--- BEGIN ---

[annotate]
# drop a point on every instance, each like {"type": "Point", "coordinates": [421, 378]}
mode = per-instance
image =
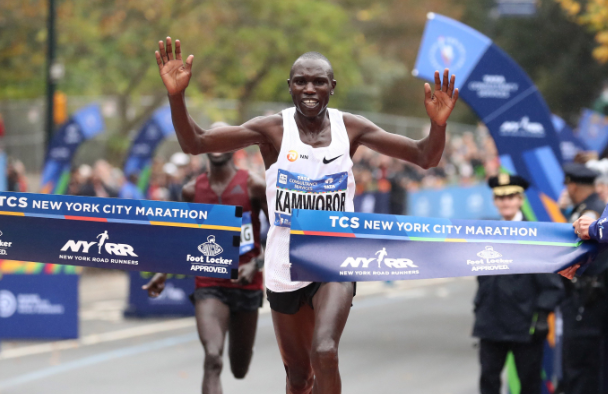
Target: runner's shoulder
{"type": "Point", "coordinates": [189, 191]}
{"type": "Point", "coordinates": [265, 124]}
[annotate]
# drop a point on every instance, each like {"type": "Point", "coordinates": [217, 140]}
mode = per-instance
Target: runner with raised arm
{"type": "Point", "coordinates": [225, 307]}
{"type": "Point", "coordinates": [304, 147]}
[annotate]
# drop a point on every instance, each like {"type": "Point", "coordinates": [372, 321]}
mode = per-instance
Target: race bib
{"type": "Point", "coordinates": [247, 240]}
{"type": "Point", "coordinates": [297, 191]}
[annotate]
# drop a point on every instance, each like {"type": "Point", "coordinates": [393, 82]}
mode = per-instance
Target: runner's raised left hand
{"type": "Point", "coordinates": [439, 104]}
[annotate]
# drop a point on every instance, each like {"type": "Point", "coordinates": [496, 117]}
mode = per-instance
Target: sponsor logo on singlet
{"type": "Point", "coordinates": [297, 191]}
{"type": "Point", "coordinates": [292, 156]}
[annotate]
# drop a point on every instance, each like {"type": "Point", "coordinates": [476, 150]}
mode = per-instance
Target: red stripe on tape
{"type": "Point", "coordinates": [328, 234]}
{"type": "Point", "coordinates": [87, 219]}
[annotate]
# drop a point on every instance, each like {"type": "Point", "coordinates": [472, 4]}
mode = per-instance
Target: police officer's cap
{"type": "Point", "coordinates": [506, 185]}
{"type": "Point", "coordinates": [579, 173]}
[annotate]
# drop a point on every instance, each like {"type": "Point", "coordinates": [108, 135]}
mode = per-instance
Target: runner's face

--- END ---

→ Goal:
Write out all of the material above in full, shifting every coordinate in the answer points up by 95 and leaving all other lines, including the format samples and their coordinates, unchanged. Omit the pictures.

→ Task output:
[annotate]
# drop a point on every instance, each like {"type": "Point", "coordinates": [421, 378]}
mode = per-instance
image =
Target: runner's shoulder
{"type": "Point", "coordinates": [284, 286]}
{"type": "Point", "coordinates": [360, 219]}
[annotate]
# drop a point on every instance, each like {"type": "Point", "coordinates": [217, 140]}
mode = per-instance
Target: runner with raised arm
{"type": "Point", "coordinates": [320, 402]}
{"type": "Point", "coordinates": [399, 242]}
[annotate]
# drop a point on every instance, each like {"type": "Point", "coordinates": [372, 321]}
mode = per-instance
Target: race bib
{"type": "Point", "coordinates": [342, 335]}
{"type": "Point", "coordinates": [392, 286]}
[annotate]
# drop a point on every instance, each like {"type": "Point", "coordinates": [393, 82]}
mode = per-instance
Target: runner's raised left hand
{"type": "Point", "coordinates": [534, 199]}
[annotate]
# drop a point on every instance, each like {"type": "Point", "coordinates": [496, 117]}
mode = per-instance
Target: sponsor logo on singlet
{"type": "Point", "coordinates": [392, 286]}
{"type": "Point", "coordinates": [387, 251]}
[annotate]
# drop a point on every instance, each like {"type": "Point", "coordinates": [476, 150]}
mode = per-instance
Target: red stripe on tape
{"type": "Point", "coordinates": [423, 329]}
{"type": "Point", "coordinates": [182, 314]}
[annotate]
# drop a point on every instance, each like {"type": "Point", "coordinates": [472, 4]}
mode = per-instance
Target: police officer's cap
{"type": "Point", "coordinates": [601, 280]}
{"type": "Point", "coordinates": [674, 268]}
[annotate]
# drop a point on every instance, each like {"type": "Point", "coordinates": [108, 135]}
mode = per-instance
Target: runner's face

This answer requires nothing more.